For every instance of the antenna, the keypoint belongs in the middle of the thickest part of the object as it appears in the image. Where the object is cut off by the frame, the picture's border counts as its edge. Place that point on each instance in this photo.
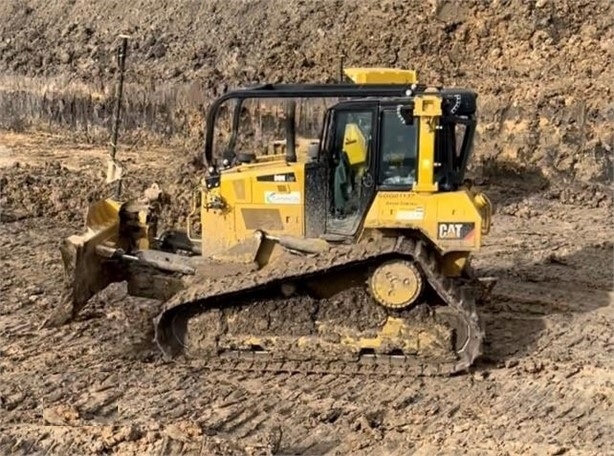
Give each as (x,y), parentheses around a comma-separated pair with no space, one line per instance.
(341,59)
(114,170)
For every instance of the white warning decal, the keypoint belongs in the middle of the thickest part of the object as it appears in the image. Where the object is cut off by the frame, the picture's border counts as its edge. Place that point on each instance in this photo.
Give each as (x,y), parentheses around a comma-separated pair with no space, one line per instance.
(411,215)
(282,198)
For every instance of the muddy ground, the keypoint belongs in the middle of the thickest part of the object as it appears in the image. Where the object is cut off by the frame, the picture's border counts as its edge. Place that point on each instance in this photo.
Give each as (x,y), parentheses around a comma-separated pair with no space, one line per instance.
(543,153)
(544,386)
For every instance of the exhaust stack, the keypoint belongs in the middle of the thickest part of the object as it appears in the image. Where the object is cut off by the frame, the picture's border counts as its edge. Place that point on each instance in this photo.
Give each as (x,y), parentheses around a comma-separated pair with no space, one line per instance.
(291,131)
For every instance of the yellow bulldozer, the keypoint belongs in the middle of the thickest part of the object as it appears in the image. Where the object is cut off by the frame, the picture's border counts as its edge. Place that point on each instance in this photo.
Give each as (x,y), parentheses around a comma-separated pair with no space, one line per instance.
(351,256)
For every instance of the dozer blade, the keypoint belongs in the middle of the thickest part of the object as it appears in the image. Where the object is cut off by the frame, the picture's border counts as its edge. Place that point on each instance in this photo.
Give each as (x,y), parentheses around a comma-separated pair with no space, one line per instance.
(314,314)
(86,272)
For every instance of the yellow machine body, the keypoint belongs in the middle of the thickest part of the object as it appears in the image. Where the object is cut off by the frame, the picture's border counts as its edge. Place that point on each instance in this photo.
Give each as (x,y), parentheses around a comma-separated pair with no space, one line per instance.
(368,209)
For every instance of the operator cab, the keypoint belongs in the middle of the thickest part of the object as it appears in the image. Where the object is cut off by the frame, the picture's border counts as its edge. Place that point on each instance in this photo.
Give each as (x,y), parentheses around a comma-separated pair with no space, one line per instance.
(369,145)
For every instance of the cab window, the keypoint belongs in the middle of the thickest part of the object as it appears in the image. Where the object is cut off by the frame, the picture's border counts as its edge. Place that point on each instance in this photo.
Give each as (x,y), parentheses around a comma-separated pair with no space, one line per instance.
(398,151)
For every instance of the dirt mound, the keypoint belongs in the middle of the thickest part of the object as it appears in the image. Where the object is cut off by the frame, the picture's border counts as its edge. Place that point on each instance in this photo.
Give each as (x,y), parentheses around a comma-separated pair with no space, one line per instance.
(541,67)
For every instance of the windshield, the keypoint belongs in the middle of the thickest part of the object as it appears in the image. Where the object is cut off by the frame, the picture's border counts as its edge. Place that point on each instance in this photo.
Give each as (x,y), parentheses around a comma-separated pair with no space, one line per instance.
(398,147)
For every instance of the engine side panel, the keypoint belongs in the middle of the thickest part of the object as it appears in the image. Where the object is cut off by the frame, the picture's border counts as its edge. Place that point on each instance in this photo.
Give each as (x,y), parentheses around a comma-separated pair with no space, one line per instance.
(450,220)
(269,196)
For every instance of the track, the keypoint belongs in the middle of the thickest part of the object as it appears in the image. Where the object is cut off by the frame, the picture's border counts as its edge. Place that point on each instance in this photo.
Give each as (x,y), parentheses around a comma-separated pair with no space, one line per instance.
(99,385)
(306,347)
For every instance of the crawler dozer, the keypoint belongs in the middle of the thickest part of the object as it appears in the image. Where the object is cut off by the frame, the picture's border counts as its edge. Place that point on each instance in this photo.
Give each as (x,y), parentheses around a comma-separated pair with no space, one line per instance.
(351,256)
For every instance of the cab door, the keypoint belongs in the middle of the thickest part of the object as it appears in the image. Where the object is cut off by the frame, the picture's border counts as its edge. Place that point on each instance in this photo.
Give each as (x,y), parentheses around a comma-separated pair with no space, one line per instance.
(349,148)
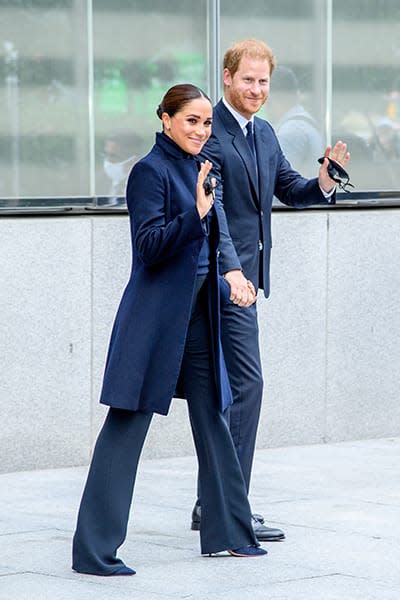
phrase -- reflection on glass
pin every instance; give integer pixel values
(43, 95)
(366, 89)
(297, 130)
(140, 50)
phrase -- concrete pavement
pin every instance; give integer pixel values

YOUR INSTRUCTIONS
Write out all of the data again, substituting "marker" for every "keypoint" and changing nothing else. Leave out the pictures.

THE COMPLETED TASK
For every instance of the antenna, the marker belongs in the middle of the thickest part of the object as it appears in the image. Where the object is cut off by the frame, the picture's border counts as its edge. Place that point on each instance in this photo.
Give each as (x,y), parentheses around a comma-separated pair with no space, one line per instance.
(341,59)
(114,170)
For every instance of the white warning decal, the marker belongs in the middle of the thickest part of the object as it appears in the image. Where the object is cut off by the frame, the picture's border counts as its edge. Place that point on each instance in this photo.
Give each as (x,y), parentheses around a comma-separated pair with no space, one line per instance.
(411,215)
(282,198)
For every instance of the muddy ground, the marker belongs in the middle of the thickest part of the object as it appears in the image. Where the object is cut off by the frame, the picture's border counts as its edge. Place that point on each instance in this photo.
Give each as (x,y), parentheses around a comma-separated pair with no space, one line per instance.
(543,153)
(544,386)
For every instance of the exhaust stack, the marker belongs in the middle of the thickest part of the object as it appears in the image. Where the object is cut off by the frame, the picture's border counts as its edge. Place that point on each instance in this photo.
Give each as (x,y), parentheses around a comma-separated pair with no space, one line per instance.
(291,131)
For every instance of the yellow bulldozer, the marker belongs in the middle of the thickest part of the object as it appears in the image. Where the object is cut off by the frame, the picture's border counts as its edge. Place that point on each instance in this photo.
Give each as (x,y), parentheses around a comma-separated pair with no space, one line per instance.
(351,256)
For every instance of the dozer blade, the marker belongs in the middle of the thickest part of the object as it appears in the image. Where the object is cut off by the frame, the picture's border counts as its edge. Place that point on each instance in this photo.
Give each as (x,y), parentheses around a comma-separated pair with no space, one line per instance.
(314,314)
(86,272)
For every instance of the yellow machine body, the marker belongs in the middle of the thickest part of the object as it appears in the image. Where the object is cut off by the frame, the picture's border counts as its edge. Place that point on each instance in this photo.
Give each as (x,y), parentheses around a comma-separated pair with no space, one line per instance.
(368,209)
For every instance of the operator cab, the marker belongs in the middle of the thickest part of the object as it appears in the image. Where the object is cut off by the frame, the picture's border counts as its edge. Place that point on each instance in this photo.
Give each as (x,y), parentheses around a comma-separated pair with no space, one line per instance.
(369,145)
For every instance of the cab window, the marker belongs in the middle of the thickest part of the object as it appears in the image. Where the object is cut off by the frame, the picture's border counts as its edge. Place that point on each instance in this photo.
Give each as (x,y), parentheses around a comma-separated pair with no space, one line per instance.
(398,151)
For every instance of the dirt mound, the marker belongs in the middle of the thickest part of the object as it appears in the image. Where the object is cut off by the frame, the picture's border counts as its edge. Place that point on each instance in this photo.
Give each as (x,y), parentheses around a comma-separated pair with no space, one line per instance.
(541,67)
For every instance of the windshield, the marker belongs in the middle of the thickest part of the object as it appears in the image. Where the object is cut off by the frame, the picture's border counts as its edge. Place that point on each instance in this photo.
Give each as (x,y), parentheses around a comma-separated pair with no space, one line per instance.
(398,147)
For every instance of the engine side panel, the marker belongs in the middle of the thickest part of the object as it appears in the image. Where the object is cut off by the frame, the picture's border counts as its edge. Place that point on each instance in this photo.
Give each as (x,y), parentheses around a comma-separated pair with no space, one line per instance.
(450,220)
(269,196)
For every instance of the track, the marker belongs in the middle of the thickest part of the object as it appears in the image. Where the object is cut off by the frame, the picture's border counts as its edge. Place that point on each instance in this photo.
Give each as (x,y), parentheses around a comma-separated pair with no space, one line per instance.
(99,385)
(306,347)
For every instance of the crawler dozer, the marker belongs in the middle of the thickest part of the object as it appears in the image. Where the object is cut off by the frame, the picture's border counts as its edge. Place that point on each instance in this photo.
Give each as (x,y), parentheses around a comma-separated pair with no space, one line per instance.
(351,256)
For every instance of the cab door, the marker belongs in the middle of the thickest part of the object as it appears in the image. Where the object is cut off by the frame, the picture's border counts as its edge. Place that point on each instance in this photo.
Give each as (x,y), parentheses around a comma-separated pair with no space, one line per instance.
(349,148)
phrase -- reflection on glass
pin every instance; give integer pixel values
(43, 95)
(366, 89)
(297, 130)
(140, 50)
phrase -- concrete pavement
pin every instance; give integer pixel values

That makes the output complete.